本表紙第二の性 Ⅱ体験 ボーヴォワール 中嶋公子・加藤康子監訳

「愛」という言葉は男と女では全く異なる意味をもつ。そして、それこそ二つの性を隔てる深刻な誤解の原因である。パイロン[一七八八-一八二四、イギリスの詩人]は次のように的確に言った。愛は女の人生で一つの関心事にすぎない、同じような見解をニーチェは『華やかな智恵』で次のように述べている。

愛という言葉そのものが男女で違った二つのことを意味する。女にとって愛が意味するものはかなり明確である。それは単なる献身ではない。まったく躊躇せず、それが何のために考えることもなく、肉体と魂をそっくり捧げることだ。この条件が一切ないということが愛を一つの信仰(*1)にする。女がもつ唯一の信仰である。男と言えば、一人の女を愛したなら、彼が女に望むのはそのような愛である。したがって、男と女と同じ愛の感情を自分にも当てはめることはあり得ない。全面的に自分を捧げたいと願う男たちがいたとしたら、もちろん、それは男ではないだろう。

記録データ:
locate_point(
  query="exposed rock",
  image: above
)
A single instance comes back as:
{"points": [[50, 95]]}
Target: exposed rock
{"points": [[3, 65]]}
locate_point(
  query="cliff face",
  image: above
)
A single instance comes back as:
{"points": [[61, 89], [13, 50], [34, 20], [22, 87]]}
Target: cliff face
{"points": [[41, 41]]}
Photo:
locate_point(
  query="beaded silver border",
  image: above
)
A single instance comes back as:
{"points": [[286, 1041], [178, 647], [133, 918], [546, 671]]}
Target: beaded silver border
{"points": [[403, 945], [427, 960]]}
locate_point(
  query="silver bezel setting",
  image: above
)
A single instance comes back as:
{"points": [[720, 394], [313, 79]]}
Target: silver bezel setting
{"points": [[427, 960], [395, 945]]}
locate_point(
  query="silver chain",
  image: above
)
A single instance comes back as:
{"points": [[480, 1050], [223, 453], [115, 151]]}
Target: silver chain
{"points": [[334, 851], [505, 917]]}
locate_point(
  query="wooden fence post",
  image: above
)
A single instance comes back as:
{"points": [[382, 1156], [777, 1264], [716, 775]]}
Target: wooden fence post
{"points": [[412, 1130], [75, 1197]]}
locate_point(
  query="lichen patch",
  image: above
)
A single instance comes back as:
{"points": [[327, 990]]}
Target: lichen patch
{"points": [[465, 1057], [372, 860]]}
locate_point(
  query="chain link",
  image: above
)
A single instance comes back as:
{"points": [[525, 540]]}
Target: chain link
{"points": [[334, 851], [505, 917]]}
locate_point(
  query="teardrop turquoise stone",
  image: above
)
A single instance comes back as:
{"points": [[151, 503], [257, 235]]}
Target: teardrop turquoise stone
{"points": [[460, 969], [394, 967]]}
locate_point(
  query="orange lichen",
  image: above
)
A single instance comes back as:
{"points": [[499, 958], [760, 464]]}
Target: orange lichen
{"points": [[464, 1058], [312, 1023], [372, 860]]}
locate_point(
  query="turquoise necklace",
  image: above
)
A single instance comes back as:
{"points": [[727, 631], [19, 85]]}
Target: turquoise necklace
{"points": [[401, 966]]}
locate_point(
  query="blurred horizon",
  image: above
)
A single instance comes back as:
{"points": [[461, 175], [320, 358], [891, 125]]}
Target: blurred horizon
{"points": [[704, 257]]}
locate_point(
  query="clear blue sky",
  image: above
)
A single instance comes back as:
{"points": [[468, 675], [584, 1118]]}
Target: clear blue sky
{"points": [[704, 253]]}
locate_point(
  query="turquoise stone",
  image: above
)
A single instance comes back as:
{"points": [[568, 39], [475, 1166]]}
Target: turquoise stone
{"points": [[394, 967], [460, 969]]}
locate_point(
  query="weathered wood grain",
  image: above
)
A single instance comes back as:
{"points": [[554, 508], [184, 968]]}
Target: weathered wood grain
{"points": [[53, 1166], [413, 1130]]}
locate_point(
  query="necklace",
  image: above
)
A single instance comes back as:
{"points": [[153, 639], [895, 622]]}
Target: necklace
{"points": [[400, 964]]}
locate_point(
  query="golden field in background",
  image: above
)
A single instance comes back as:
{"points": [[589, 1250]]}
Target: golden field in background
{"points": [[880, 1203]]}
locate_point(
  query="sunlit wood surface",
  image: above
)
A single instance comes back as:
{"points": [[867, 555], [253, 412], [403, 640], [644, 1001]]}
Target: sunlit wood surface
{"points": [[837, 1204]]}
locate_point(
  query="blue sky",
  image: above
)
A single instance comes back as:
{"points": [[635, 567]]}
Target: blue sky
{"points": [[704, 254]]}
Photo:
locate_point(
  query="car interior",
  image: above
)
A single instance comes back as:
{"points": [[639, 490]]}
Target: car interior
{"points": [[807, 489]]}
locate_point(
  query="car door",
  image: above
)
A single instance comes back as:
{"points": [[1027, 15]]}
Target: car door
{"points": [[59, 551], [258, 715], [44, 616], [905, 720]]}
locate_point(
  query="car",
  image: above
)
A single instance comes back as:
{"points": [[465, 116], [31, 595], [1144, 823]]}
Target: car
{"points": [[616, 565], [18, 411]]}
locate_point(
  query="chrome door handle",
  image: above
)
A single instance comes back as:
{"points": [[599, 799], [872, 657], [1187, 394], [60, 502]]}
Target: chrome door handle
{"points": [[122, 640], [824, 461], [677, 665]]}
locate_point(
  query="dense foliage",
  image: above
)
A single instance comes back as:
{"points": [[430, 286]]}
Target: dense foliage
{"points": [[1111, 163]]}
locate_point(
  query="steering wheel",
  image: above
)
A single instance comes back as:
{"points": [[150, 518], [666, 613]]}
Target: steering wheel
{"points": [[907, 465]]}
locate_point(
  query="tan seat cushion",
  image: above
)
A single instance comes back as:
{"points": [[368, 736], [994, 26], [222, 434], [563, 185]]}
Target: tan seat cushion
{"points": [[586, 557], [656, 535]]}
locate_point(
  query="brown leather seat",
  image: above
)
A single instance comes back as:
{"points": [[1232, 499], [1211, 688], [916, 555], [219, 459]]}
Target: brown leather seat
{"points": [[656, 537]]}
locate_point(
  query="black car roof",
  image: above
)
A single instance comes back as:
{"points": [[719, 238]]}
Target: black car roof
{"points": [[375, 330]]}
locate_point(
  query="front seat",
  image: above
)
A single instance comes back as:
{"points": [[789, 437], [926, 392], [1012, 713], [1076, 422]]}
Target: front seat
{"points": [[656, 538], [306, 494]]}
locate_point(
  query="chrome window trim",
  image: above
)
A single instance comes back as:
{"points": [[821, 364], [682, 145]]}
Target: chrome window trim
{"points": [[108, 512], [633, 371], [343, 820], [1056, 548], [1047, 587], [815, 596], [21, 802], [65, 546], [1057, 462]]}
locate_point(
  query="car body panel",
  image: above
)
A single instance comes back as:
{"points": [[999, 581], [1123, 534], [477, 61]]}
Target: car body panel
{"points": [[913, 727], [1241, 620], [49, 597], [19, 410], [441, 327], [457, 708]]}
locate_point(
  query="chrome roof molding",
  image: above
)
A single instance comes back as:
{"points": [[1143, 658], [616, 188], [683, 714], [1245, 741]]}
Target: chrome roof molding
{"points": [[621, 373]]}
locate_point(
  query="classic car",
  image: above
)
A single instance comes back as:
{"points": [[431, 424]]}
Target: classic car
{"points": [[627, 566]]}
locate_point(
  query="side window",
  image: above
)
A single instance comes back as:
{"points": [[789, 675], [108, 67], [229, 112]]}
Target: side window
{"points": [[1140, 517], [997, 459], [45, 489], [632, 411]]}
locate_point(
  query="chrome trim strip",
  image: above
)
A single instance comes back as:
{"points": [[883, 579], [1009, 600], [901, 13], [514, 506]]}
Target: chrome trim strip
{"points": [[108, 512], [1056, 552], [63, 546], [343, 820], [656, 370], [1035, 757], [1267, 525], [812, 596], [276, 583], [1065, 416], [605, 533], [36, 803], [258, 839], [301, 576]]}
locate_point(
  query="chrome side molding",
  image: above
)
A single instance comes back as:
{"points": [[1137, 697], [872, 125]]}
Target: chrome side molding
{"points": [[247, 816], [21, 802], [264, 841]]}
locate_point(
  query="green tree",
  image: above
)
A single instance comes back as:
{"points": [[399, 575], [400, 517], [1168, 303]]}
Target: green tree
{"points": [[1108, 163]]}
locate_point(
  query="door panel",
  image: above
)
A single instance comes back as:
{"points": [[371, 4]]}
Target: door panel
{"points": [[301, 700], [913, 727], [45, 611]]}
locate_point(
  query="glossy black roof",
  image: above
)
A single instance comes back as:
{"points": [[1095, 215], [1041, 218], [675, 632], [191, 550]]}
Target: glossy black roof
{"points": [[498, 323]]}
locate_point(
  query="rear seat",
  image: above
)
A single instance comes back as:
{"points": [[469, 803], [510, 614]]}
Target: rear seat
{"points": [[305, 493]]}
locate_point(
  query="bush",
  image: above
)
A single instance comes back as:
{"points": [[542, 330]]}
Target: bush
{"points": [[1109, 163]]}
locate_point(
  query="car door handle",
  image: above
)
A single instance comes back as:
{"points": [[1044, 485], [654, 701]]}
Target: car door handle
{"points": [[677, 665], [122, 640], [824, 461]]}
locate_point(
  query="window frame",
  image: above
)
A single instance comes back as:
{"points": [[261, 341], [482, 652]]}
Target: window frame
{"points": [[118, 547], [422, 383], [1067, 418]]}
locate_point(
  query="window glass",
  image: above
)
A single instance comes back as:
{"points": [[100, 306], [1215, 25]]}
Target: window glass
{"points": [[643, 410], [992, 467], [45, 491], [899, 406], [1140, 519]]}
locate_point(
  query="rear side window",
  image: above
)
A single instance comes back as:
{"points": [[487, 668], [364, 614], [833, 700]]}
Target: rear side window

課題:
(a) 文書によると、ニーチェが愛についての見解を述べた著作は何ですか。
(b) 記録の中から、文字列「turquoise」を含む行をすべて返してください。

各課題の解答:
(a) 『華やかな智恵』です。

(b)
  query="teardrop turquoise stone",
Target: teardrop turquoise stone
  query="turquoise necklace",
Target: turquoise necklace
  query="turquoise stone",
Target: turquoise stone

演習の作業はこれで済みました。